◆ Page excerpt:
================

# Rafting Tumwater Canyon: Classic Bigwater Class V



## Dan McCain (Jul 4, 2012)

With everything pretty much dried up in the PNW we were still able to find some big water on this gem. Here are a couple of 20-30 second videos of some of the great rapids on Tumwater Canyon of the Wenatchee River.

Exit Rapid (Class V-V+)

https://vimeo.com/130457847

POW (first vid is the smooth line in a raft, second is the sporty line in a raft through the last big hole) (Class V)

https://vimeo.com/130563723
https://vimeo.com/130563753

Dropping Tumwater Dam into the Dam Rapid (Class DAM FUN!!)

https://vimeo.com/129060604


----------



## aecrew618 (Jun 29, 2008)

Nice work gents! I drove down that canyon a few years back when I lived in Seattle and wondered if that was runnable in a raft. Wasn't at the time though bc the Wenatchee was running at 12K. The lower stretch was still a blast at that level though.

What boat are you using? Looks like an Aire


----------



## PhilipJFry (Apr 1, 2013)

aecrew618 said:


> What boat are you using? Looks like an Aire


Of course it's an Aire, who else makes a boat with a zipper in "limited lime" 

A nice shiny new Aire is what that be.


----------



## InflatableSteve (Jun 12, 2013)

Maybe it's my phone, or maybe it's the fact that I am not entirely sober, but I think you posted the wrong videos. Not a raft (or even a river) in any of those videos.


Sent from my iPhone using Mountain Buzz


----------



## PhilipJFry (Apr 1, 2013)

Must be your phone. Great videos.


----------



## InflatableSteve (Jun 12, 2013)

PhilipJFry said:


> Must be your phone. Great videos.


Yup, it was. Crazy

Sweet videos Dan! Got any from Dinkey Creek?


----------



## Dan McCain (Jul 4, 2012)

aecrew618 said:


> Nice work gents! I drove down that canyon a few years back when I lived in Seattle and wondered if that was runnable in a raft. Wasn't at the time though bc the Wenatchee was running at 12K. The lower stretch was still a blast at that level though.
> 
> What boat are you using? Looks like an Aire


Its an AIRE 14E. We have had the luck of getting to try many different types of boats and by far AIRE makes the best boat hands down. We have a 13D too which is killer. We got the E series for bigger water as it has the capability of being able to cut through big holes and wave holes with the pointed nose and extra rocker but you need to be more on line through holes than the D.


----------



## Dan McCain (Jul 4, 2012)

================

◆ Data:
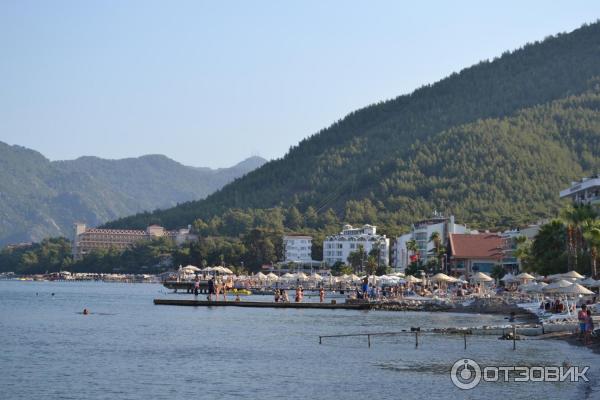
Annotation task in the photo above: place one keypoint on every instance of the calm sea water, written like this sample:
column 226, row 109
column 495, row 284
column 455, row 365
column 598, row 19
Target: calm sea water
column 130, row 349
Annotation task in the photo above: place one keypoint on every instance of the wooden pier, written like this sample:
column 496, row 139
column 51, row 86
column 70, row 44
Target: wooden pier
column 263, row 304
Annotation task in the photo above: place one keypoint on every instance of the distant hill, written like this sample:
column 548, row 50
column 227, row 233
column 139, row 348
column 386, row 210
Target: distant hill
column 41, row 198
column 492, row 144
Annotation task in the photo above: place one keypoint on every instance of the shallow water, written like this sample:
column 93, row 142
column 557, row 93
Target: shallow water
column 129, row 348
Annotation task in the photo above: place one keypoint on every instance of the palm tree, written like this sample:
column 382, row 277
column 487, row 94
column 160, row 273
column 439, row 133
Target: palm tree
column 591, row 233
column 521, row 252
column 576, row 217
column 437, row 243
column 412, row 247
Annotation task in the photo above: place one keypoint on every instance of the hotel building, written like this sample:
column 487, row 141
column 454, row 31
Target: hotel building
column 585, row 191
column 86, row 240
column 297, row 248
column 337, row 248
column 420, row 232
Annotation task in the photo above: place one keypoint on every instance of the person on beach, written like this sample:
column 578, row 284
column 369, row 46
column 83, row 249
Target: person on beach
column 365, row 288
column 211, row 288
column 589, row 327
column 582, row 318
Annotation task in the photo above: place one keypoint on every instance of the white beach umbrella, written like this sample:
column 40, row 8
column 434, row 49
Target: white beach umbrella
column 260, row 276
column 574, row 289
column 481, row 277
column 301, row 276
column 572, row 275
column 440, row 277
column 554, row 286
column 272, row 277
column 533, row 287
column 316, row 277
column 587, row 282
column 524, row 276
column 411, row 279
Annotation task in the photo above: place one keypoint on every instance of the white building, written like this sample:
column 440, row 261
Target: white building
column 297, row 248
column 586, row 191
column 86, row 240
column 421, row 231
column 337, row 248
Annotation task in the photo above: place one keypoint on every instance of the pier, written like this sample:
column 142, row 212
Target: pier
column 263, row 304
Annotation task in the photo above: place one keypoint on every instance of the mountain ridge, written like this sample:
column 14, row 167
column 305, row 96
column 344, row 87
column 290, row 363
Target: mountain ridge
column 41, row 198
column 354, row 158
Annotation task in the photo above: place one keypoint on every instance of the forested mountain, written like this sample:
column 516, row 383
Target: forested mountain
column 41, row 198
column 492, row 144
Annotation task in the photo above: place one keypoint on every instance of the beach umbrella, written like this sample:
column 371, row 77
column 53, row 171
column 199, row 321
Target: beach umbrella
column 572, row 275
column 260, row 276
column 588, row 282
column 301, row 276
column 555, row 277
column 272, row 277
column 412, row 279
column 533, row 287
column 439, row 277
column 524, row 276
column 554, row 286
column 481, row 277
column 575, row 288
column 316, row 277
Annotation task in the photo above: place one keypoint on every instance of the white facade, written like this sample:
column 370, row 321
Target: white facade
column 586, row 191
column 337, row 248
column 421, row 232
column 297, row 249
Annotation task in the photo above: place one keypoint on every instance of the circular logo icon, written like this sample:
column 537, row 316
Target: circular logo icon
column 465, row 374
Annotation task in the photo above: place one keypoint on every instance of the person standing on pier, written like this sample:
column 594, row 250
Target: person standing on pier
column 582, row 318
column 211, row 288
column 196, row 286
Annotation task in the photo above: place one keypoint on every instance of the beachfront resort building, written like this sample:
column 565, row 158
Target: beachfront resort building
column 585, row 191
column 297, row 248
column 86, row 240
column 471, row 253
column 421, row 232
column 337, row 248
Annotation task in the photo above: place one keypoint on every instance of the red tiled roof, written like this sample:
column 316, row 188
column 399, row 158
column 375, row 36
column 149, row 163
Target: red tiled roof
column 483, row 245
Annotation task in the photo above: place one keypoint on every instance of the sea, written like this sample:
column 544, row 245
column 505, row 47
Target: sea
column 129, row 348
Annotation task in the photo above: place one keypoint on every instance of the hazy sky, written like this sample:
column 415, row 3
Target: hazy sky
column 210, row 83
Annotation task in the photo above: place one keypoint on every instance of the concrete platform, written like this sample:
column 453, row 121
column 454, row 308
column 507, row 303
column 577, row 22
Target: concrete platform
column 262, row 304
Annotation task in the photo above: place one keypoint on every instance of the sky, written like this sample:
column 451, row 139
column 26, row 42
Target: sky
column 211, row 83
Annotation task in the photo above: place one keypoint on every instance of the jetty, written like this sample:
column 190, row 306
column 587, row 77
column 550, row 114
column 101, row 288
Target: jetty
column 264, row 304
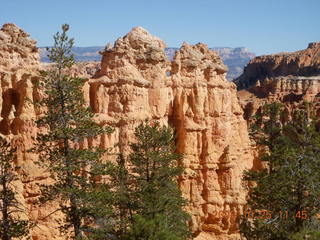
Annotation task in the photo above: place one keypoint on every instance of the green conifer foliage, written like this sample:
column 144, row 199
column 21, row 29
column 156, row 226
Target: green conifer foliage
column 10, row 225
column 155, row 201
column 285, row 199
column 75, row 168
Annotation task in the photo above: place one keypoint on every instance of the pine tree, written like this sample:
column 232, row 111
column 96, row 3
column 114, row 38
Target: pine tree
column 74, row 167
column 10, row 225
column 154, row 193
column 286, row 197
column 123, row 208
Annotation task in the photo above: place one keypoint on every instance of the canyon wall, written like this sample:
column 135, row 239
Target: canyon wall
column 300, row 63
column 136, row 81
column 290, row 78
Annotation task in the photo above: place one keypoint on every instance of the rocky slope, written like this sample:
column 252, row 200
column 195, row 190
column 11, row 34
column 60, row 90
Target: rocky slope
column 301, row 63
column 234, row 58
column 290, row 78
column 136, row 80
column 191, row 93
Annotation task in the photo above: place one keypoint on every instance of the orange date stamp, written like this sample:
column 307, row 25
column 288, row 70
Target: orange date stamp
column 261, row 214
column 267, row 214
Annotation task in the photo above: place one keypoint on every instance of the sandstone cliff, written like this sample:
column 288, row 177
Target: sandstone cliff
column 301, row 63
column 290, row 78
column 137, row 81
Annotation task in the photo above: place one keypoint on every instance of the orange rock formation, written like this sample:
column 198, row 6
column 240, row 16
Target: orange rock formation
column 290, row 78
column 137, row 81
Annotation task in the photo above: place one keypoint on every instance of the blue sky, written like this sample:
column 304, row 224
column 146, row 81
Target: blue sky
column 263, row 26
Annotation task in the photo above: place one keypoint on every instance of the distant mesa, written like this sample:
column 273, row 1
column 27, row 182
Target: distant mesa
column 234, row 58
column 300, row 63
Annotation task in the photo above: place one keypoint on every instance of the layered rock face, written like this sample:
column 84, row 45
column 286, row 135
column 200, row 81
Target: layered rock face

================

Decide whether each statement agrees with the Tumwater Canyon thread, answering yes or no and quoting the deciding words: (a) Dan McCain's boat is an AIRE 14E. (b) The D series is the one they got for bigger water. (c) Exit Rapid is rated Class IV. The entries play no part in this exercise.

(a) Yes: "Its an AIRE 14E."
(b) No: "We got the E series for bigger water"
(c) No: "Exit Rapid (Class V-V+)"